* _本文_:
--------
説明

水着

【課題】流体抵抗が少なく、ウエスト部分を適度に締め付けて身体の体幹を安定させ、水の流れと平行に手足及び体幹を維持し、動き易い機能を満足する水着を提供する。
【解決手段】本発明の水着は、上半身を覆う身頃部(11)と下半身を覆うスパッツ部(12)とがいずれかの部分で接合されており、着用者の表面に密着した状態で着用される水着(10)であって、身頃部が、皮膚側の内部生地(13)と、その外側の外部生地(14)で構成され、内部生地(13)の下端はスパッツ部(12)の少なくとも一部と接合され、内部生地(13)の上端は外部生地(14)とは接合されておらず、外部生地(14)の下端の少なくとも一部はスパッツ部(12)の前部と接合されており、外部生地(14)の下端の中央部から脊柱に沿って上端の途中まで開閉機構(5)を備える。

【発明の詳細な説明】
【技術分野】
【0001】
本発明は、流体抵抗の少ない形状の水着に関する。
【背景技術】
【0002】
競泳においては、水の抵抗を低くした水着が求められる。水の抵抗は身体表面を流れる水と身体あるいは水着の流体摩擦抵抗と、身体形状に依存する形状抵抗とに分けられる。従来の水着は、素材の摩擦抵抗を低減することに着目しており(例えば特許文献1〜3)、流体抵抗の中で比率の高い形状抵抗を下げるための工夫はされてこなかった。
流体摩擦抵抗を下げるには、できるだけ全身を流体摩擦抵抗の低い素材で覆う必要があるため、男性用水着においてさえも上半身部と下半身部がつながった水着がこれまでも提供されてきた。しかし、上半身部と下半身部がつながっていることで、特に上半身の動きが阻害されることもあった。従って、上半身部と下半身部がつながった水着においては、流体摩擦抵抗を下げるとともに、動きやすいことが求められる。特に、普段からスパッツタイプの水着を着用している選手においては、動きにくさを理由として上半身も覆うタイプを着用していない選手が多い。このため、スパッツタイプの着用感を持ちつつ上半身を覆うタイプの水着が求められる。
【0003】
また、形状抵抗を下げるには、臀部のふくらみなど、身体の凸部をできるだけ無くすことが求められる。また、競泳動作中に形状抵抗を高める要因として、とくに疲労時に見られる上半身に対する下半身の屈曲も挙げられる。これらはいずれも身体の進行方向から見た投影面積を増大させ、形状抵抗を高める原因となる。以上から、形状抵抗を低減させるためには、身体の体幹を安定させて、水の流れと平行に手足及び体幹を維持する必要がある。
--------
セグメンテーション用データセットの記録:
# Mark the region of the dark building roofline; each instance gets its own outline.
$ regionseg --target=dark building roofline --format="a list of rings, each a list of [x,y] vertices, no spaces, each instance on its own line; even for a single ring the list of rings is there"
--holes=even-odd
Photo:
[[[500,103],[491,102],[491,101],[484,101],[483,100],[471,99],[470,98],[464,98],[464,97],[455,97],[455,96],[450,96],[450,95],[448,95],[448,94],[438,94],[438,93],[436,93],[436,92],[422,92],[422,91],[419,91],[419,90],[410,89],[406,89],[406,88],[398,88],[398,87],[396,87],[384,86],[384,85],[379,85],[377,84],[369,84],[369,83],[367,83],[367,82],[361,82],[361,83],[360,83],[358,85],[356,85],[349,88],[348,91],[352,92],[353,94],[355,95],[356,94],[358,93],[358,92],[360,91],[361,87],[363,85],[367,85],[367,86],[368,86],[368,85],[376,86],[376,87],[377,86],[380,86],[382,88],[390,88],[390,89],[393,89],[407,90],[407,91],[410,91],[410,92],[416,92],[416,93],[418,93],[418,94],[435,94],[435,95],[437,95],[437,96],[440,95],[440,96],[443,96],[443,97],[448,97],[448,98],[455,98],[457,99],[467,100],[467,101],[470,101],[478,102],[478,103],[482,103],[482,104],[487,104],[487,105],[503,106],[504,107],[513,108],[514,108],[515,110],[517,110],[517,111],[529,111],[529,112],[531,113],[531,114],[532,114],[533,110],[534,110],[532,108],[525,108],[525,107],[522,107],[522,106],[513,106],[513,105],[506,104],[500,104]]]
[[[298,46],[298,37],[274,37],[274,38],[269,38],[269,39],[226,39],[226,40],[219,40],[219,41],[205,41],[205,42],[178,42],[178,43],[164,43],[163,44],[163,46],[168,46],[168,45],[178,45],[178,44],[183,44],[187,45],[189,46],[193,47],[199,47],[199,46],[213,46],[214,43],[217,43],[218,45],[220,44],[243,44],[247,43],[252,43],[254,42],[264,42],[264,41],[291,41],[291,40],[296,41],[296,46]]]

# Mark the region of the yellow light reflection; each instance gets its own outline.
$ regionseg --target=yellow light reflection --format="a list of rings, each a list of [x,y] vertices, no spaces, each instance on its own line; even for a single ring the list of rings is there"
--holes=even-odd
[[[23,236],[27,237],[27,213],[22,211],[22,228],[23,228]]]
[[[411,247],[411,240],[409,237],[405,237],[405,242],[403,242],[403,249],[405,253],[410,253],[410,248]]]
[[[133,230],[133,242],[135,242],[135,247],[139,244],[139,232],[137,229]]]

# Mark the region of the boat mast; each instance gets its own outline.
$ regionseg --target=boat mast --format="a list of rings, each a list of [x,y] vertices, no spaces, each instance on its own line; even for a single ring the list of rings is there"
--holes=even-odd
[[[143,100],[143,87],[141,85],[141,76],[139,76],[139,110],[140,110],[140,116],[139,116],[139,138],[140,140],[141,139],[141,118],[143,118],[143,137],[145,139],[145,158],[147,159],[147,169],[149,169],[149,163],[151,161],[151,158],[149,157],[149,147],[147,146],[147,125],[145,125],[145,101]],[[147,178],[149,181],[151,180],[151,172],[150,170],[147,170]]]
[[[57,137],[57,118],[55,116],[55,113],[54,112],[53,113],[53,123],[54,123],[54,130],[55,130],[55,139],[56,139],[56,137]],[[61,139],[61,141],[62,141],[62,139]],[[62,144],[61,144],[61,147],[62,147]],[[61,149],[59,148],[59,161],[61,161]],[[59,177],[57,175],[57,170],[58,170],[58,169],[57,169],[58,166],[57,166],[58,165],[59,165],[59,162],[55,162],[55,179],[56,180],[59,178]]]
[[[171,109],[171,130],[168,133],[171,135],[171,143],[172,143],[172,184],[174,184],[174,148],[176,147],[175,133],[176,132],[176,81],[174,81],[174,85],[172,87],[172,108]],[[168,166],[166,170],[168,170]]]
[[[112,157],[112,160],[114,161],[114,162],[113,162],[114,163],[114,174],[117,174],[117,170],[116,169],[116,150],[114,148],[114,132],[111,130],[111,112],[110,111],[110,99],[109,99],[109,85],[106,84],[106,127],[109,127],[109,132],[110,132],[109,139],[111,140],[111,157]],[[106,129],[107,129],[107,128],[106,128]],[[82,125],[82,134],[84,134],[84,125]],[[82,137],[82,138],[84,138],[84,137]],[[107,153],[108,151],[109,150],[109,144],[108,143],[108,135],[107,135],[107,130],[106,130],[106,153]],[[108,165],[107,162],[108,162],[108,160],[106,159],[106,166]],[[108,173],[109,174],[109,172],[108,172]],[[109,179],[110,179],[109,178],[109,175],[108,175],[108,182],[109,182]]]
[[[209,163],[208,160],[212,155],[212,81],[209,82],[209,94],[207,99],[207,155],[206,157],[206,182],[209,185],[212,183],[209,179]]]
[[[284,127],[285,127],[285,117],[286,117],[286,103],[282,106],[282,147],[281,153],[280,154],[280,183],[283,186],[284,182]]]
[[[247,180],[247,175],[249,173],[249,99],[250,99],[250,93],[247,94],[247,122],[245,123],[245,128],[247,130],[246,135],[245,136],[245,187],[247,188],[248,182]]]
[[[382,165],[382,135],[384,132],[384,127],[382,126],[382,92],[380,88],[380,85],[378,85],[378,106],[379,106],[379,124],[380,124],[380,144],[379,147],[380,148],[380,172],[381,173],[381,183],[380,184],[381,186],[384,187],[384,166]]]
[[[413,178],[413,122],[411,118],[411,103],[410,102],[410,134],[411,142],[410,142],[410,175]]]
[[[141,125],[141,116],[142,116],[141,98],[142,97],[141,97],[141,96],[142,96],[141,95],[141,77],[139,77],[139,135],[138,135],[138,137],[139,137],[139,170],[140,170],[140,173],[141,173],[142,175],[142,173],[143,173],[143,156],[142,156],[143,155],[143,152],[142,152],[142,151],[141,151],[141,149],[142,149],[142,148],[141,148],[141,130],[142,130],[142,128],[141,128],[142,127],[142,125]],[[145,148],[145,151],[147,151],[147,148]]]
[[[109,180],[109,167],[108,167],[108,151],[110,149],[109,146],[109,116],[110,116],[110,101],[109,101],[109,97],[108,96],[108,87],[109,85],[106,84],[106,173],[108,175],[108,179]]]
--------
* _設問_:
1. 水着に関する文書によると、水の抵抗は何と何に分けられるか。
2. 水着に関する文書で、括弧付きの符号が添えられている部分の名称を、符号とともにすべて挙げよ。

* _解答_:
1. 身体表面を流れる水と身体あるいは水着の流体摩擦抵抗と、身体形状に依存する形状抵抗に分けられる。

2. 水着(10)、身頃部(11)、スパッツ部(12)、内部生地(13)、外部生地(14)、開閉機構(5)